### Set exercise
Copy out the listing below with "dataset" replaced by "catalog" each time it appears, changing nothing else.
>> START Material to process
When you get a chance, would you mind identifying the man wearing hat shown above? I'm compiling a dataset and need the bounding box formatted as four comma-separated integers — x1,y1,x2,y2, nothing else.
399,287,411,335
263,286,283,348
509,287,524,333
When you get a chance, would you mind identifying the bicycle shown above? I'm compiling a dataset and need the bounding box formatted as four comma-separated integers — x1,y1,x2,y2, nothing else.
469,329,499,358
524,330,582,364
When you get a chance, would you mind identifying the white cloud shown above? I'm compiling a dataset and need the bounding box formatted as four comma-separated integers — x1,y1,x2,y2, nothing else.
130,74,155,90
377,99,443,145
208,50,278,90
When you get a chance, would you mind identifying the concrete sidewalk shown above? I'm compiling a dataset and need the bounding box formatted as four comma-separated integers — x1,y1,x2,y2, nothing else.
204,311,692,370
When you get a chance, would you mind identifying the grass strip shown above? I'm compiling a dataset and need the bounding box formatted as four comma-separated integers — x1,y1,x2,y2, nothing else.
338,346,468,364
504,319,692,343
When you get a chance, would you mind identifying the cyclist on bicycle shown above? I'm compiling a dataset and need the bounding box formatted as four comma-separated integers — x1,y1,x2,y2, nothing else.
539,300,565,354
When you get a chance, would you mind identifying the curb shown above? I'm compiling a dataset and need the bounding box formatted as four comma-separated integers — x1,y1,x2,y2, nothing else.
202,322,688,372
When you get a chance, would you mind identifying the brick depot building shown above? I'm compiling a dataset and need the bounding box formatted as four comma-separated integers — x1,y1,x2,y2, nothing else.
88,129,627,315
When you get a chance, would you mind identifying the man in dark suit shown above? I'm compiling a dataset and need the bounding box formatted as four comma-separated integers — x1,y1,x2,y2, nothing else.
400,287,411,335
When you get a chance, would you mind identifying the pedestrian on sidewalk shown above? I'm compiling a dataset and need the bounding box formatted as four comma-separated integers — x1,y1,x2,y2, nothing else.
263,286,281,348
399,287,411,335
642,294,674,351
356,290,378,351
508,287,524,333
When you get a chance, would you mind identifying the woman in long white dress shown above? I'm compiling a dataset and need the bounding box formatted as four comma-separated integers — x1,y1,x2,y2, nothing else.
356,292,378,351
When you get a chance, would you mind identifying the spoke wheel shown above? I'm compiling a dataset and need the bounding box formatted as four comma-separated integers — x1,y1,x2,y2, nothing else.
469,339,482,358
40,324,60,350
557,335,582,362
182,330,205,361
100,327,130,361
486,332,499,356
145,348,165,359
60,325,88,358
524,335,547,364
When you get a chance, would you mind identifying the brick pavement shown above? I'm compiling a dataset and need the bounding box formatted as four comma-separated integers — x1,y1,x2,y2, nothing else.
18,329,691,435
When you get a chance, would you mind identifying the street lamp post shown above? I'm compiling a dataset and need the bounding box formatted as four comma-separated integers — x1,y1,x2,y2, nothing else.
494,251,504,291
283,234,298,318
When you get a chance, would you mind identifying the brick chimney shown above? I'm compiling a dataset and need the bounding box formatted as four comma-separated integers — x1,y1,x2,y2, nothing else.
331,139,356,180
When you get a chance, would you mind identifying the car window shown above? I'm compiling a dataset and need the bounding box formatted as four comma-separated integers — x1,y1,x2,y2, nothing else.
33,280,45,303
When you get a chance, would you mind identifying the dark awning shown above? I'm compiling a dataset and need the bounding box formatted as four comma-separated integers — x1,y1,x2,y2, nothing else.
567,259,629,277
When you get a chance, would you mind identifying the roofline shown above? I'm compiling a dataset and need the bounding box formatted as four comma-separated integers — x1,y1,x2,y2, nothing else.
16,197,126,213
>> END Material to process
### Answer for this exercise
When you get a chance, would you mind identifying the man wearing hat shown above? I'm compiling a catalog and need the bounding box formatted as four comma-separated integers — x1,y1,x2,y2, nothing else.
399,287,411,335
263,286,283,348
509,287,524,333
When you get a chance, would you mind identifying the bicycle shown above? I'm compiling a catalog and need the bounding box formatted as four comma-separated integers — x1,y1,x2,y2, nothing else.
469,329,499,358
524,330,582,364
When you get a chance, would you mind identifying the white cloud shown above? I'm compiling a catalog and need the bounding box formatted as four comma-separated integers — x1,y1,x2,y2, nothing else.
130,74,155,90
377,99,443,145
208,50,278,90
When you get a chance, would you mind identifying the concrete sidewalk shown above? I'm compiling a catalog and need the bounding box formatted as four comma-separated integers — x1,y1,x2,y2, nothing else.
204,311,692,370
When you get a chance, would you mind identifying the grass strip shown above? I'm compiling a catalog and need the bounding box formatted as four comma-separated integers — x1,y1,x2,y2, nothing else.
338,346,468,364
504,319,692,343
When you get a chance, would you mind identifying the cyclist on bicycle shown above? I'm compiling a catalog and need the bounding box formatted as four comma-separated integers — x1,y1,x2,y2, nothing else.
539,300,565,354
When you get a chance, would you mind identifying the curb shown above? I'm compiling a catalog and need the bounding box formatted as four comma-separated integers — x1,y1,x2,y2, nothing else.
202,322,688,372
When you get a chance, would you mind identifying the brick depot building shown above? I'm compiling a catalog and need the bounding box formatted as four comma-separated integers — x1,y1,x2,y2, nothing else.
88,129,627,315
When you get a chance, would you mind identifying the man in dark suit shown above? I'm compiling a catalog and need the bounding box formatted as four comma-separated integers — x1,y1,x2,y2, nothing else.
400,287,411,335
When you get a chance, would you mind identifying the pedestrian on sidewalk shown above? I'm compiling a catalog and need the bounding box formatted as four comma-separated integers — x1,y1,x2,y2, nothing else.
263,286,281,348
399,287,411,335
642,294,674,351
356,290,378,351
508,287,524,333
When you get a chance, would you mind identifying the woman in long white dress shown above? I'm compiling a catalog and need the bounding box formatted as four comma-separated integers — x1,y1,x2,y2, nothing else.
356,292,378,351
When you get a chance, would you mind identifying the spoke wheel shown above? I'm compiling a catalog and need the bounding box formatted as four comma-separated integers — x1,y1,x2,y2, nothing else.
469,339,482,358
40,324,60,350
557,335,582,362
182,330,205,361
100,327,130,361
486,332,499,356
145,348,165,359
60,325,88,358
524,335,547,364
When you get a chance, would you mind identifying the brick pavement shown above? I'm compiling a catalog and need the bounding box formatted as four comma-separated integers — x1,y1,x2,y2, nothing else.
18,329,691,435
When you get a chance, would you mind identifying the street lamp post shown above? I'm compiling a catalog and need the bounding box formatted as four comma-separated integers — x1,y1,x2,y2, nothing else.
494,251,504,291
283,234,298,318
When you get a chance, would you mind identifying the brick chimney shown above? I'm compiling a catalog and need the bounding box formatted as four comma-separated integers — x1,y1,x2,y2, nothing else.
331,139,356,180
When you get a chance, would you mind identifying the car window shown above? I'm compiling a catalog and need the bounding box formatted as four comma-separated integers — x1,y1,x2,y2, nothing else.
33,280,45,303
When you get a chance, would you mind identifying the dark awning shown above? I'm compiling a catalog and need the bounding box formatted as four comma-separated integers — x1,y1,x2,y2, nothing else.
567,259,629,277
When you get a chance, would you mind identifying the roofline shown above? I'm compiling a catalog and need the bounding box formatted as four comma-separated integers — x1,y1,x2,y2, nothing else.
16,197,126,213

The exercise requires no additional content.